---- TEXT SHOWN

HappyHorse-1.0 Takes First Place, API Coming Soon

In early April, a model named "HappyHorse-1.0" suddenly appeared. It topped four categories on the Artificial Analysis video leaderboard, soundly beating ByteDance's Seedance 2.0 and Kling by a wide margin.

There were no press releases, no blog posts, and the company name was obscured. The model page simply read "coming soon."

On April 10, Alibaba's ATH division acknowledged the project. HappyHorse is an internal R&D project from ATH's innovation unit and is currently in private beta. The API will be released on April 30.

Furthermore, HappyHorse-1.0 is set to be fully open-source. It is touted as the first open-source video model to natively generate audio and video simultaneously.

This "quiet launch" followed by a "spectacular announcement" is becoming a trend among Chinese AI companies. Xiaomi did this with a codename "Hunter Alpha," and Zhipu used "Pony Alpha" for their new GLM model.

In this article, we unravel the known facts about HappyHorse and what it means.

HappyHorse's Position on the Leaderboard

Artificial Analysis operates four leaderboards: Text-to-Video without audio, Image-to-Video without audio, Text-to-Video with audio, and Image-to-Video with audio.

Data as of noon on April 13 is as follows:

Text-to-Video (no audio): 1384 Elo. It is 111 points ahead of Seedance 2.0.
Image-to-Video (no audio): 1413 Elo. This is the highest score recorded on the platform.

--------
---- DATA EXCERPTS

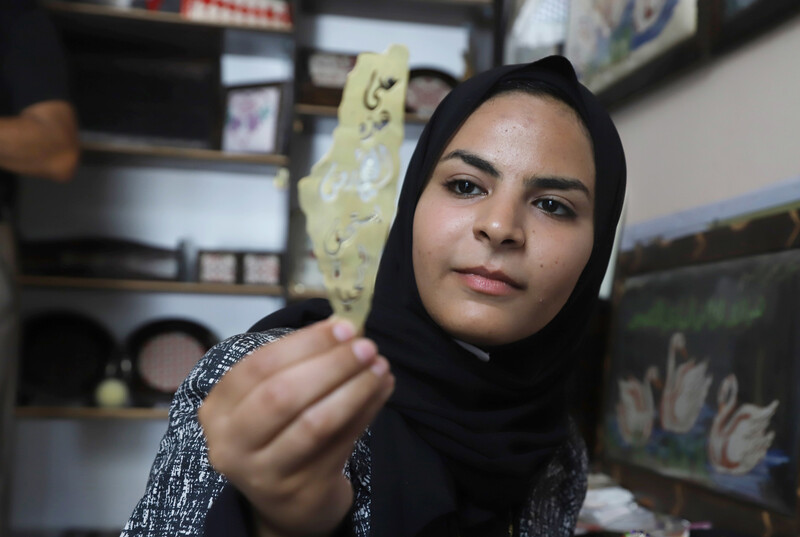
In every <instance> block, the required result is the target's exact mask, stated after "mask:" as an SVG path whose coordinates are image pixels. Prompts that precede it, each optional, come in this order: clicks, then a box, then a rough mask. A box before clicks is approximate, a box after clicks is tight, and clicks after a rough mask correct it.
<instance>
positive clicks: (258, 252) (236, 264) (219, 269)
mask: <svg viewBox="0 0 800 537" xmlns="http://www.w3.org/2000/svg"><path fill="white" fill-rule="evenodd" d="M197 276H198V279H199V280H200V281H201V282H208V283H231V284H234V283H242V284H249V285H279V284H280V281H281V257H280V255H279V254H276V253H273V252H229V251H210V250H204V251H201V252H200V253H199V256H198V269H197Z"/></svg>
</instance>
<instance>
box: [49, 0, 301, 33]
mask: <svg viewBox="0 0 800 537" xmlns="http://www.w3.org/2000/svg"><path fill="white" fill-rule="evenodd" d="M44 5H45V7H46V8H47V9H49V10H50V11H54V12H60V13H73V14H77V15H89V16H96V17H112V18H117V19H123V20H133V21H146V22H154V23H162V24H178V25H183V26H197V27H205V28H221V29H225V28H231V29H237V30H248V31H253V32H265V33H276V34H291V33H292V32H293V31H294V29H293V28H272V27H265V26H259V25H255V24H244V23H235V22H225V21H213V20H198V19H190V18H187V17H184V16H183V15H181V14H180V13H169V12H164V11H149V10H146V9H137V8H129V7H117V6H111V5H100V4H90V3H87V2H75V1H73V2H66V1H61V0H48V1H45V2H44Z"/></svg>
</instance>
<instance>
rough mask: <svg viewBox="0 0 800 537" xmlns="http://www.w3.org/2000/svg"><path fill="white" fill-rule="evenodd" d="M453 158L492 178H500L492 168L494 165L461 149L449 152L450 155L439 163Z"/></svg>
mask: <svg viewBox="0 0 800 537" xmlns="http://www.w3.org/2000/svg"><path fill="white" fill-rule="evenodd" d="M454 158H457V159H460V160H461V161H463V162H464V163H466V164H469V165H470V166H472V167H474V168H478V169H479V170H481V171H483V172H486V173H488V174H489V175H491V176H492V177H498V178H499V177H500V176H501V174H500V172H499V171H498V170H497V168H495V167H494V165H492V163H491V162H489V161H488V160H486V159H483V158H481V157H479V156H478V155H476V154H474V153H470V152H469V151H464V150H463V149H456V150H455V151H451V152H450V153H448V154H447V155H445V156H444V157H442V158H441V160H440V162H443V161H445V160H450V159H454Z"/></svg>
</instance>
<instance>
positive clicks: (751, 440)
mask: <svg viewBox="0 0 800 537" xmlns="http://www.w3.org/2000/svg"><path fill="white" fill-rule="evenodd" d="M799 239H800V215H799V214H798V211H797V210H790V211H787V212H780V213H777V214H772V215H769V216H763V217H753V218H752V219H744V220H742V221H738V222H735V223H733V224H731V225H729V226H720V227H716V228H712V229H710V230H707V231H704V232H702V233H697V234H694V235H689V236H685V237H679V238H676V239H673V240H670V241H661V242H653V243H651V244H648V245H645V246H642V245H639V246H637V247H635V248H634V249H633V250H629V251H625V252H622V253H621V255H620V259H619V263H618V265H617V272H618V273H617V275H616V276H615V291H614V299H613V303H614V306H613V307H614V313H613V322H612V324H613V328H612V334H611V344H610V346H609V353H608V357H607V364H606V366H607V367H606V375H607V377H606V380H605V384H604V398H603V399H604V401H603V425H602V427H601V437H602V445H603V455H604V460H605V462H606V463H607V464H608V465H609V468H611V469H610V470H609V471H610V472H611V473H612V474H615V475H616V476H617V477H618V478H619V479H620V481H622V482H623V483H625V486H627V487H628V488H631V489H632V490H635V491H636V492H637V494H641V495H643V496H649V497H650V498H651V499H652V501H654V502H655V503H657V504H658V507H659V508H660V509H661V510H662V511H666V512H671V513H673V514H677V515H679V516H682V517H684V518H687V519H689V520H711V521H712V523H713V524H714V527H715V528H716V527H720V528H727V529H730V530H735V531H743V532H745V534H750V533H754V534H760V533H763V531H764V528H765V525H769V527H770V531H771V532H772V534H773V535H797V526H798V517H797V515H798V513H797V490H798V473H799V472H800V470H799V469H798V458H799V457H800V393H798V391H797V386H800V331H798V330H797V328H796V327H797V323H798V321H800V302H798V300H797V299H796V297H797V296H800V240H799ZM701 517H702V518H701Z"/></svg>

--------

WORK TO COMPLETE |
- A) Answer these questions about the HappyHorse article:
(i) On what date did Alibaba's ATH division acknowledge the project?
(ii) By how many points does HappyHorse-1.0 lead Seedance 2.0 in Text-to-Video (no audio)?
(iii) What codename did Xiaomi use?
- B) Filter the records to the lines that hold the string "clicks", and copy each in full. Case counts.
The HappyHorse article and the records come from unrelated sources.

ANSWERS GIVEN |
- A)
(i) April 10
(ii) 111 points
(iii) "Hunter Alpha"

- B)
In every <instance> block, the required result is the target's exact mask, stated after "mask:" as an SVG path whose coordinates are image pixels. Prompts that precede it, each optional, come in this order: clicks, then a box, then a rough mask. A box before clicks is approximate, a box after clicks is tight, and clicks after a rough mask correct it.
positive clicks: (258, 252) (236, 264) (219, 269)
positive clicks: (751, 440)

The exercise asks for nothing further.